- By James Hassan
Several doctors from the UK are facing criminal charges for carrying out consensual but illegal cosmetic genital surgery in the capital
The women who has “Designer Vagina” cosmetic procedures were all consenting adults who had paid for the surgery in the belief that it would make them more attractive to the opposite sex.
Scotland Yard however are now carrying out a criminal investigation after being alerted to the cases and deciding that several doctors’ actions involved a potential breach of legislation which outlaws female genital surgery, describing it instead as mutilation.
Files on two surgeons from London have now formally been submitted to the Crown Prosecution Service for charging decisions. A file has also been sent to prosecutors on a third doctor from Cheshire.
Last year saw the first prosecution under the new laws against female genital cosmetic surgery, the case did not result in a conviction.
The CPS are publicly hoping that this will see the first convictions, cementing their controversial decision to outlaw the practice.
The police investigators have also commented that they are trying to use these new cases to spark public and legislative debate about cosmetic genital surgery in general.
Female genital cosmetic surgery often includes labia reduction or vaginal tightening. The current new legislation outlaws most but not all such surgeries under the umbrella crime of Female Genital Mutilation. The new laws sparked legal debate as to whether or not the UK will also outlaw male surgeries such as circumcision.

-- Data listing --
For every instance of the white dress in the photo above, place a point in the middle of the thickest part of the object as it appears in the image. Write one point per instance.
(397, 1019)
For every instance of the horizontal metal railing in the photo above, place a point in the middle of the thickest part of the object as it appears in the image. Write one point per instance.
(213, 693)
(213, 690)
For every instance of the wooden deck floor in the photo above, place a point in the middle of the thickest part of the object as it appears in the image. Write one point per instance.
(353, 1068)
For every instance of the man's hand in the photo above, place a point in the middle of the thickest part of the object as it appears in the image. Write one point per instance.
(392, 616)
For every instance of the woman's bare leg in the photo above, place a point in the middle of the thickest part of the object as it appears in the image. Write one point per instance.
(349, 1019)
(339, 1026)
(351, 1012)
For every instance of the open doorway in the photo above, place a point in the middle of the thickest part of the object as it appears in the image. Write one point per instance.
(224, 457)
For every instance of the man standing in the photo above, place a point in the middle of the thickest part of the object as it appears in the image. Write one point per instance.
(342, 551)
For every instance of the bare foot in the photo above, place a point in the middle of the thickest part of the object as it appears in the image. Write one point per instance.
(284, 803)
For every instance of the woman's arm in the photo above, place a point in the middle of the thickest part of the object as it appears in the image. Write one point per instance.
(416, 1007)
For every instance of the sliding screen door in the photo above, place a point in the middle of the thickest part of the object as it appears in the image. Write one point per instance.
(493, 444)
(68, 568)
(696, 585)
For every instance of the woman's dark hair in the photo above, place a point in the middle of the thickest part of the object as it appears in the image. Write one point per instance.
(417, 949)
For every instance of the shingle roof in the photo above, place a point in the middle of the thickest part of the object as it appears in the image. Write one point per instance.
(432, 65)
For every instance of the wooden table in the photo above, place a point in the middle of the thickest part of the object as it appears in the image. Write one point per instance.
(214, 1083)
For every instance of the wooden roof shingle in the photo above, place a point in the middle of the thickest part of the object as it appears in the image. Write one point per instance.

-- Assigned task --
Change "prosecutors" to "lawyers" in the news report on the surgery charges, and write out its passage starting at "Files on two" and ending at "surgery in general.". The items come from a different source.

-- Solution below --
Files on two surgeons from London have now formally been submitted to the Crown Prosecution Service for charging decisions. A file has also been sent to lawyers on a third doctor from Cheshire.
Last year saw the first prosecution under the new laws against female genital cosmetic surgery, the case did not result in a conviction.
The CPS are publicly hoping that this will see the first convictions, cementing their controversial decision to outlaw the practice.
The police investigators have also commented that they are trying to use these new cases to spark public and legislative debate about cosmetic genital surgery in general.